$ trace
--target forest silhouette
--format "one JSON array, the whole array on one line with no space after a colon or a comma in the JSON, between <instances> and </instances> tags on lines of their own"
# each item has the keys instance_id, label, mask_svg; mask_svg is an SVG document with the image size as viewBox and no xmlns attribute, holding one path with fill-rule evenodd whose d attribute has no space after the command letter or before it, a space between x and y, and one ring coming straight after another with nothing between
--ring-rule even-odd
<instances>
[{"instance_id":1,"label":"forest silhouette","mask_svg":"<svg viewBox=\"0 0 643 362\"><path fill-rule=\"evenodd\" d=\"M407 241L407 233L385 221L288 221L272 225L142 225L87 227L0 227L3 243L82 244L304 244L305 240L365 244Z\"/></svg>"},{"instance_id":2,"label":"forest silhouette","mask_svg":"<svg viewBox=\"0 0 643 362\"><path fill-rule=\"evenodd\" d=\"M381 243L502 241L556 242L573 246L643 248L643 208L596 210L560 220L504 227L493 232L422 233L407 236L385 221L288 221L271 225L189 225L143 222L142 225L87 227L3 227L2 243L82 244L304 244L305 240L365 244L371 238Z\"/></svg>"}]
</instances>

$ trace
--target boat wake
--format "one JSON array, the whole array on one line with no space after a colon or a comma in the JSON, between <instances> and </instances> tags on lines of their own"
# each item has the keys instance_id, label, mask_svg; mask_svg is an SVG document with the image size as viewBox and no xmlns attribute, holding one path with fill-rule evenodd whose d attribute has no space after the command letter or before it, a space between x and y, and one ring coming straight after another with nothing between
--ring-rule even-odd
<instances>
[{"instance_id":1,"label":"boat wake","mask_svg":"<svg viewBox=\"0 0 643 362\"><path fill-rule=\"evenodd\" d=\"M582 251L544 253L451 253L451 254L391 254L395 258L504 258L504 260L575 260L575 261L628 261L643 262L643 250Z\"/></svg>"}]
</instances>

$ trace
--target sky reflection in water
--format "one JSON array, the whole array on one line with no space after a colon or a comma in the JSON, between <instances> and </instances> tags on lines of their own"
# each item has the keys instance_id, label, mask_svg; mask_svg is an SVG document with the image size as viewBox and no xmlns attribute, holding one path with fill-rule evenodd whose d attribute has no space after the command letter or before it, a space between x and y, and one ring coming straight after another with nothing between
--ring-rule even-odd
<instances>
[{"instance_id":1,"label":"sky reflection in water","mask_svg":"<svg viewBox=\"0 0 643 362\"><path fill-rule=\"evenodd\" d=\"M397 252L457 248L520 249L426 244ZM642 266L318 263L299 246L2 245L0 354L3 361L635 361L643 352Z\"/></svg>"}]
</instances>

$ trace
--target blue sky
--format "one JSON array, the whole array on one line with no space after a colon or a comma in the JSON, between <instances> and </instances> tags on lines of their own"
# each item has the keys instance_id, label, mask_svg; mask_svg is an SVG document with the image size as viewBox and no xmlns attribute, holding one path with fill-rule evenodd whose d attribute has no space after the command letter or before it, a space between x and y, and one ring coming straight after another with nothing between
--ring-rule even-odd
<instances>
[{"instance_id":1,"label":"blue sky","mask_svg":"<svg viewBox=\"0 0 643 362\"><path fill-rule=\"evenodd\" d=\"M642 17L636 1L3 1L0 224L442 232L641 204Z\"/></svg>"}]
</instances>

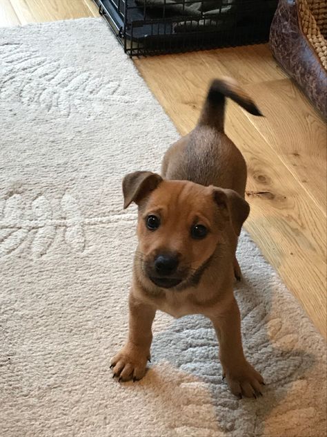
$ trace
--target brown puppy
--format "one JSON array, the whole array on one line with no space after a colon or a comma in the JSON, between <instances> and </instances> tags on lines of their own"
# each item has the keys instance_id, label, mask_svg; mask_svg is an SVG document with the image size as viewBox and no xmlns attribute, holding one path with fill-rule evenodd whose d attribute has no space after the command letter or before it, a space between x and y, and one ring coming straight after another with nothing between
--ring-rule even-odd
<instances>
[{"instance_id":1,"label":"brown puppy","mask_svg":"<svg viewBox=\"0 0 327 437\"><path fill-rule=\"evenodd\" d=\"M166 152L163 177L136 171L123 179L124 207L132 202L139 206L139 245L128 338L112 360L119 380L144 375L159 309L176 317L209 317L232 392L240 398L261 394L263 379L243 352L232 290L234 275L240 276L237 237L250 208L244 159L224 132L225 96L261 115L235 82L215 80L197 127Z\"/></svg>"}]
</instances>

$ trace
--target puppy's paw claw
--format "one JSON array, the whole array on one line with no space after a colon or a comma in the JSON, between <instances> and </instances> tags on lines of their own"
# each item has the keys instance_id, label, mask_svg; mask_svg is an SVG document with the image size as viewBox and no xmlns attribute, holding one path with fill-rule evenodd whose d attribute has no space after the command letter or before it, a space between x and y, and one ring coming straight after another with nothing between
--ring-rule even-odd
<instances>
[{"instance_id":1,"label":"puppy's paw claw","mask_svg":"<svg viewBox=\"0 0 327 437\"><path fill-rule=\"evenodd\" d=\"M241 367L226 370L226 380L232 393L239 399L243 397L262 396L262 376L247 362Z\"/></svg>"},{"instance_id":2,"label":"puppy's paw claw","mask_svg":"<svg viewBox=\"0 0 327 437\"><path fill-rule=\"evenodd\" d=\"M132 344L126 344L111 360L112 378L119 376L119 382L141 380L146 373L148 353L148 349L144 351Z\"/></svg>"}]
</instances>

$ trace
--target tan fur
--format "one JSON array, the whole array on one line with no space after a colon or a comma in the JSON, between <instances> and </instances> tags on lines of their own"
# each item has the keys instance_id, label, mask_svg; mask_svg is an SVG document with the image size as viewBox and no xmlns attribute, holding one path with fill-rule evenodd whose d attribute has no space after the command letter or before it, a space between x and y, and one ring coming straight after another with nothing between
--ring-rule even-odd
<instances>
[{"instance_id":1,"label":"tan fur","mask_svg":"<svg viewBox=\"0 0 327 437\"><path fill-rule=\"evenodd\" d=\"M241 275L235 258L237 237L249 207L244 198L244 159L224 132L225 95L260 115L234 81L213 81L198 124L165 154L162 177L136 171L124 178L124 207L132 201L139 205L139 244L128 339L112 360L114 376L119 380L140 379L145 374L157 310L176 317L200 313L212 322L224 375L232 393L239 397L261 394L263 379L243 353L232 290L234 275ZM146 226L149 216L159 223L155 230ZM208 230L201 239L192 236L196 225ZM161 254L170 254L178 266L158 279L154 277L155 263ZM158 280L179 283L164 286L160 282L159 286Z\"/></svg>"}]
</instances>

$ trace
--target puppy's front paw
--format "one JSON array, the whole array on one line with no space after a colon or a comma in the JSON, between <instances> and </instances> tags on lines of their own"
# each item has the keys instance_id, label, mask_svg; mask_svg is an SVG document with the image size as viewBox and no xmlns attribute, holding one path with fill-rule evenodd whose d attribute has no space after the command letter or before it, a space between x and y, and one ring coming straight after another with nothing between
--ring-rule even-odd
<instances>
[{"instance_id":1,"label":"puppy's front paw","mask_svg":"<svg viewBox=\"0 0 327 437\"><path fill-rule=\"evenodd\" d=\"M110 369L119 381L137 381L146 373L146 362L150 361L148 351L127 344L120 352L111 359Z\"/></svg>"},{"instance_id":2,"label":"puppy's front paw","mask_svg":"<svg viewBox=\"0 0 327 437\"><path fill-rule=\"evenodd\" d=\"M264 385L264 378L253 367L245 362L242 365L226 368L224 376L232 393L241 399L262 396L261 385Z\"/></svg>"}]
</instances>

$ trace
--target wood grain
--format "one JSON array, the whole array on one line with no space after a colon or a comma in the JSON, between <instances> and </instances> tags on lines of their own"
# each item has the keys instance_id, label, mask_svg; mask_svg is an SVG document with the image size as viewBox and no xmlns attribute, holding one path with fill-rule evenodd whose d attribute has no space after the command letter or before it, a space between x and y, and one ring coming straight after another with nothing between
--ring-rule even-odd
<instances>
[{"instance_id":1,"label":"wood grain","mask_svg":"<svg viewBox=\"0 0 327 437\"><path fill-rule=\"evenodd\" d=\"M245 86L265 119L251 120L288 169L321 209L326 209L326 127L288 79ZM280 116L277 116L278 113Z\"/></svg>"},{"instance_id":2,"label":"wood grain","mask_svg":"<svg viewBox=\"0 0 327 437\"><path fill-rule=\"evenodd\" d=\"M93 17L100 17L99 13L99 8L97 6L93 0L83 0L86 6L90 10L91 15Z\"/></svg>"},{"instance_id":3,"label":"wood grain","mask_svg":"<svg viewBox=\"0 0 327 437\"><path fill-rule=\"evenodd\" d=\"M0 26L18 26L20 24L10 0L0 0Z\"/></svg>"},{"instance_id":4,"label":"wood grain","mask_svg":"<svg viewBox=\"0 0 327 437\"><path fill-rule=\"evenodd\" d=\"M22 24L93 17L83 0L10 0Z\"/></svg>"}]
</instances>

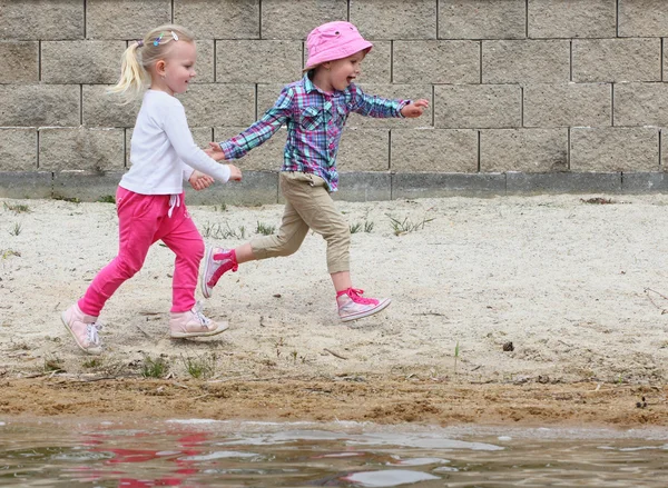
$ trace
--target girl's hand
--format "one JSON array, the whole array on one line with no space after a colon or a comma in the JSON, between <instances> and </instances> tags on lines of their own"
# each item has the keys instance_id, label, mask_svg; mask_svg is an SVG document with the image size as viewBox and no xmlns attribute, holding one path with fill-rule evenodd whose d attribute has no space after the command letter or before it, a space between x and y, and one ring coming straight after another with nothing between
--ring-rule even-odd
<instances>
[{"instance_id":1,"label":"girl's hand","mask_svg":"<svg viewBox=\"0 0 668 488\"><path fill-rule=\"evenodd\" d=\"M216 161L223 161L225 159L225 152L223 152L218 142L209 142L209 147L205 149L204 152Z\"/></svg>"},{"instance_id":2,"label":"girl's hand","mask_svg":"<svg viewBox=\"0 0 668 488\"><path fill-rule=\"evenodd\" d=\"M238 169L236 166L234 165L227 165L229 167L229 179L232 181L242 181L242 170Z\"/></svg>"},{"instance_id":3,"label":"girl's hand","mask_svg":"<svg viewBox=\"0 0 668 488\"><path fill-rule=\"evenodd\" d=\"M428 107L429 100L421 98L420 100L415 100L401 109L401 114L406 119L414 119L415 117L420 117Z\"/></svg>"},{"instance_id":4,"label":"girl's hand","mask_svg":"<svg viewBox=\"0 0 668 488\"><path fill-rule=\"evenodd\" d=\"M193 171L193 175L190 175L190 178L188 178L188 182L190 183L190 187L199 191L210 187L214 183L214 179L208 175L195 170Z\"/></svg>"}]
</instances>

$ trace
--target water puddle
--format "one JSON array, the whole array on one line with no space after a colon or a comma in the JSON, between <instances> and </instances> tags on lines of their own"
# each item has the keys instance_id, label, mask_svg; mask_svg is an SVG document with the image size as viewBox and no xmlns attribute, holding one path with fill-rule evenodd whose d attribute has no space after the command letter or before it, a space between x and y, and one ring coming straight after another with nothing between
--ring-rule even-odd
<instances>
[{"instance_id":1,"label":"water puddle","mask_svg":"<svg viewBox=\"0 0 668 488\"><path fill-rule=\"evenodd\" d=\"M0 486L666 487L668 430L0 420Z\"/></svg>"}]
</instances>

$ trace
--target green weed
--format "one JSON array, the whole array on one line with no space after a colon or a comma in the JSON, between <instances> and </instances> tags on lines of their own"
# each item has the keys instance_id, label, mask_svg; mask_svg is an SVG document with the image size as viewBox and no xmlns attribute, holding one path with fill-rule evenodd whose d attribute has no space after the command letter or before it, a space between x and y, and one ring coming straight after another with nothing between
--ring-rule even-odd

## Required work
Please show each line of the records above that contains the word "puppy", copying every such line in full. Case counts.

## Result of the task
--target brown puppy
[{"instance_id":1,"label":"brown puppy","mask_svg":"<svg viewBox=\"0 0 327 437\"><path fill-rule=\"evenodd\" d=\"M166 152L163 177L136 171L123 179L124 207L132 202L139 206L139 245L128 338L112 360L119 380L144 375L159 309L176 317L209 317L232 392L240 398L261 394L263 379L243 352L232 290L234 275L240 276L237 237L250 208L244 159L224 132L225 96L261 115L235 82L215 80L197 127Z\"/></svg>"}]
--target puppy's paw claw
[{"instance_id":1,"label":"puppy's paw claw","mask_svg":"<svg viewBox=\"0 0 327 437\"><path fill-rule=\"evenodd\" d=\"M241 367L226 370L226 380L232 393L239 399L243 397L262 396L262 376L247 362Z\"/></svg>"},{"instance_id":2,"label":"puppy's paw claw","mask_svg":"<svg viewBox=\"0 0 327 437\"><path fill-rule=\"evenodd\" d=\"M132 344L126 344L111 360L112 378L119 376L119 382L141 380L146 373L148 353L148 349L144 351Z\"/></svg>"}]
--target puppy's front paw
[{"instance_id":1,"label":"puppy's front paw","mask_svg":"<svg viewBox=\"0 0 327 437\"><path fill-rule=\"evenodd\" d=\"M110 369L119 381L137 381L146 373L146 362L150 361L148 351L127 344L120 352L111 359Z\"/></svg>"},{"instance_id":2,"label":"puppy's front paw","mask_svg":"<svg viewBox=\"0 0 327 437\"><path fill-rule=\"evenodd\" d=\"M264 385L264 378L253 367L245 362L242 365L226 368L224 376L232 393L241 399L262 396L261 385Z\"/></svg>"}]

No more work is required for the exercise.